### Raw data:
· · · ·
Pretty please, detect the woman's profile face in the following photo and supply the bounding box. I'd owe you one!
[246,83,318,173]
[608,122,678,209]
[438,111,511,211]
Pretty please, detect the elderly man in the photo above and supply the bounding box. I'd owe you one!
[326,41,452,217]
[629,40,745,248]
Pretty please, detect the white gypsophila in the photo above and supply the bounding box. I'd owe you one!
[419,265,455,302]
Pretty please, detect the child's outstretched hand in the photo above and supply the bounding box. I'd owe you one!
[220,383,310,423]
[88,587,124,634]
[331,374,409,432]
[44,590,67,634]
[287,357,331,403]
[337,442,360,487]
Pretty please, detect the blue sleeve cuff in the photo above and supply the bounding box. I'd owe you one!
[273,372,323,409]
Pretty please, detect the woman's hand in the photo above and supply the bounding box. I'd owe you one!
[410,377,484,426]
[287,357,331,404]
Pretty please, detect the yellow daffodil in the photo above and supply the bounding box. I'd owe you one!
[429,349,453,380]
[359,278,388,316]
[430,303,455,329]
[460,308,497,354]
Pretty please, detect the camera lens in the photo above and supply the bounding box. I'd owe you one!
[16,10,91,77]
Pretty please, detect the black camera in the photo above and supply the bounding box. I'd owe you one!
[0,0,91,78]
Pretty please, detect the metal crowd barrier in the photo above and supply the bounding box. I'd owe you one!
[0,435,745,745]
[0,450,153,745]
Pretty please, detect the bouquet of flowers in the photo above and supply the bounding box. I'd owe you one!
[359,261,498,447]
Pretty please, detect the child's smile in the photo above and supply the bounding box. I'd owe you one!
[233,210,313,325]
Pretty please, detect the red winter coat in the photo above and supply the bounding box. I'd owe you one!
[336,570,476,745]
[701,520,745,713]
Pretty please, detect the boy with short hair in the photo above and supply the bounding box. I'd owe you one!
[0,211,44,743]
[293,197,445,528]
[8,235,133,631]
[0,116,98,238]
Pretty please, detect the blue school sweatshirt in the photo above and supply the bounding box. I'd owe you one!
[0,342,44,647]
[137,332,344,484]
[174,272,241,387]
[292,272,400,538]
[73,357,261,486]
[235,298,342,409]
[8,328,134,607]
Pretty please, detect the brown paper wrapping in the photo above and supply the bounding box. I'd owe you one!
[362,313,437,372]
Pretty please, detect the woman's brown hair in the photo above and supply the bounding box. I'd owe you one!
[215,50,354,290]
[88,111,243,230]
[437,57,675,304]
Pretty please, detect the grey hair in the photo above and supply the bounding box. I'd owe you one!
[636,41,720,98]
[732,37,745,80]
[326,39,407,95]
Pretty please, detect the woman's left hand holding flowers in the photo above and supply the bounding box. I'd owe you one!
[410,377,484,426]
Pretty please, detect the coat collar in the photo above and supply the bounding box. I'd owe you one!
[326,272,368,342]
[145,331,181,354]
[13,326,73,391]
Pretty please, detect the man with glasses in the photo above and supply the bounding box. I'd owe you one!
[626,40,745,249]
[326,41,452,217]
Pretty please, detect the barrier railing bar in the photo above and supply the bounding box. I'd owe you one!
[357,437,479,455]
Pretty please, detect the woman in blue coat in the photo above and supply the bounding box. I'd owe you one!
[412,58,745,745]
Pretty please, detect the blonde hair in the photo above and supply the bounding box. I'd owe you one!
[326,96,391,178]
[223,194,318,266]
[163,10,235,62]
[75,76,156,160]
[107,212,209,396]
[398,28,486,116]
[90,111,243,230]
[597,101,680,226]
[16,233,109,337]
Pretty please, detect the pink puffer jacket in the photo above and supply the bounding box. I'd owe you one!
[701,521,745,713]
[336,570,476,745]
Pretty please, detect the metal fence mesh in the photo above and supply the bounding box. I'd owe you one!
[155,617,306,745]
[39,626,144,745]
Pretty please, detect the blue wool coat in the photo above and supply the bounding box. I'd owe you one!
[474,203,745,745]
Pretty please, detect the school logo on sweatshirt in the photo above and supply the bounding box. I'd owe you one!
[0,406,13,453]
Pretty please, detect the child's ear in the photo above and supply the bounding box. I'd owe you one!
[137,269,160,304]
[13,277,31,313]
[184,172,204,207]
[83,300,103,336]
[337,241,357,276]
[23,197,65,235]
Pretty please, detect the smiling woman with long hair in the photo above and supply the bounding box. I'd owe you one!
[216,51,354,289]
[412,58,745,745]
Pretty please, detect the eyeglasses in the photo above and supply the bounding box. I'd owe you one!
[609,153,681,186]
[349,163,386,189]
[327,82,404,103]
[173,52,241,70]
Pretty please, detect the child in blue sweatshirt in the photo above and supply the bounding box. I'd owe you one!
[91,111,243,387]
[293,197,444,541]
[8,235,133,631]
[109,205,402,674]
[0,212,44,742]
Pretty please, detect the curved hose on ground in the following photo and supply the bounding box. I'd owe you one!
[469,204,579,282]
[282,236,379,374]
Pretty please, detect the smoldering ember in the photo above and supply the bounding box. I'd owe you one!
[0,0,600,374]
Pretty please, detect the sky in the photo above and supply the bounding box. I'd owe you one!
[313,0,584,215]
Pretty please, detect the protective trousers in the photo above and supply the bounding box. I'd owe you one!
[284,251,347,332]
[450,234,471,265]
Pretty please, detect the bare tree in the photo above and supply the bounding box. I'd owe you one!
· · · ·
### THE REQUEST:
Reproduce every line of the data above without any alteration.

### CORRECT ANSWER:
Pretty please, detect the woman's profile face in the following photo and supply the bounding box. I'd owe you one!
[246,83,318,173]
[608,122,678,209]
[438,111,511,211]
Pretty please, detect the elderly man in the photo above and supply the bounding box. I'd owe you one!
[326,41,452,217]
[629,40,745,248]
Pretty please, detect the white gypsophila in the photo above and supply the bounding box. I'd owe you one!
[419,265,455,302]
Pretty please, detect the child's outstretched hand in the photo above and supply the bounding box. I'd owe you one!
[220,383,310,423]
[88,587,124,634]
[331,374,409,432]
[44,590,67,634]
[287,357,331,403]
[337,442,360,487]
Pretty please, detect the blue sleeve cuff in the photo above and supply the bounding box. I'd owe you one!
[273,372,323,409]
Pretty please, detect the woman's hand in the photo above and supply the bounding box. I'd owe you one!
[410,377,484,426]
[287,357,331,404]
Pretty please, detect the yellow daffodil in the photo above and supply the bounding box. I'd owe you one!
[429,349,453,380]
[359,278,388,316]
[430,303,455,329]
[460,308,497,354]
Pretty please, detect the camera lens in the photo above and supply the bounding box. I'd owe you one!
[16,10,91,77]
Pretty please, detect the black camera in the photo above and supply the bounding box. I'd owe you one!
[0,0,91,78]
Pretty please, detect the metal crowd barrier in the photo above and supply the bounding box. I'd owe you one!
[0,435,745,745]
[0,450,153,745]
Pretty please, detect the bouquet of flowers in the photo above and supply the bounding box. I'd owe you one!
[359,261,498,447]
Pretty please, detect the child's smile in the photo above and supply the bounding box. I'd owe you one!
[233,210,313,325]
Pretty please, detect the red winter coat in the photo above and supply the bounding box. I'd owe you one!
[336,570,476,745]
[701,520,745,713]
Pretty please, detect the boy with short hair in the photo above and supply the bounding box. I'd owe you one!
[0,211,44,743]
[293,197,445,528]
[8,235,133,631]
[0,116,98,238]
Pretty please, detect the blue school sweatshirt in the photo above and supply the bounding box. I'd owe you one!
[0,342,44,647]
[137,332,344,484]
[174,272,241,387]
[292,272,400,538]
[73,357,261,486]
[235,298,342,409]
[8,328,134,607]
Pretty please, detect the brown paper wrapping in the photo above and supply the bounding box. I'd owe you one!
[362,313,437,372]
Pretty please, detect the woman's brown hair in the photo above and supply the bounding box. I'd owe you one!
[215,50,354,290]
[88,111,243,230]
[437,57,675,304]
Pretty please, detect the grey hair in the photo above and supply the bounding box. I'd owe you one!
[636,41,720,98]
[732,37,745,80]
[326,39,407,95]
Pretty please, detect the woman's left hand holding flowers in the photo above and supply the bounding box. I'd owe you one!
[410,377,484,426]
Pretty please, detect the coat collar in the photo above and supply the bounding box. I'd owe you one!
[326,272,368,342]
[145,331,181,354]
[13,326,73,391]
Pretty please, detect the man with glasses in the photo above and supply the bounding box. I'd owe you one!
[626,40,745,249]
[326,41,452,217]
Pretty please, detect the barrier railing bar in the photo above and supply the bounding box. I'd owe you one!
[357,437,479,455]
Pretty please, detect the woman in blue coat in the photo above and supply the bounding box. I'd owe you one!
[412,58,745,745]
Pretty please, detect the blonde hair in the photo above and supply the bounding box. I'd owe you one!
[326,96,391,178]
[223,194,318,266]
[163,10,235,62]
[75,76,156,160]
[107,212,209,396]
[398,28,486,116]
[90,111,243,230]
[597,101,680,226]
[16,233,109,337]
Pretty please, detect the pink puffer jacket in the photo above and supply the bounding box. I'd owe you one!
[701,521,745,713]
[336,570,476,745]
Pretty please, detect the metal fence mesh in the photo above and supply the bounding box. I'd owe you one!
[155,617,306,745]
[39,626,144,745]
Pretty please, detect the blue wool coat in the photo above and supply the bounding box. I'd owe you one!
[474,203,745,745]
Pretty please, detect the school logo on sweatshirt in the photo above and supply the bounding box. I'd owe you one!
[0,406,13,453]
Pretty please, detect the child's ear in the photo above and supply the bounding box. I'd owe you one!
[137,269,160,304]
[13,277,31,313]
[184,172,204,207]
[83,300,103,336]
[337,241,357,276]
[23,197,65,235]
Pretty please, detect the smiling woman with long hair in the photo above and supply the bounding box. I'd owe you one!
[216,51,354,289]
[412,58,745,745]
Pretty please, detect the eyeglasses in the photo above and supply the bounding box. I'd owe you one!
[609,153,681,186]
[349,163,386,189]
[327,82,404,103]
[173,52,241,70]
Pretty please, detect the child in blue sweatshirt in the photo above and supply the bounding box. I'd owe you one!
[91,111,243,387]
[293,197,444,541]
[8,235,133,631]
[109,205,402,674]
[0,212,44,742]
Pretty please, detect the curved hose on ground in the following photo and supply the bounding box. I'd owe you one!
[469,204,579,282]
[282,236,379,374]
Pretty please, detect the smoldering ember in the photo above and supply the bounding box. I'd owe you one!
[0,0,600,374]
Pretty please, detect the sky in the photo above and supply the bounding box. I'd owe you one!
[313,0,584,215]
Pretty please, detect the protective trousers in the photo above and supply the bounding box. I'd owe you one!
[284,251,347,332]
[450,234,471,265]
Pretty please, detect the bare tree in the photo above and supply the bounding box. I'd owe you one!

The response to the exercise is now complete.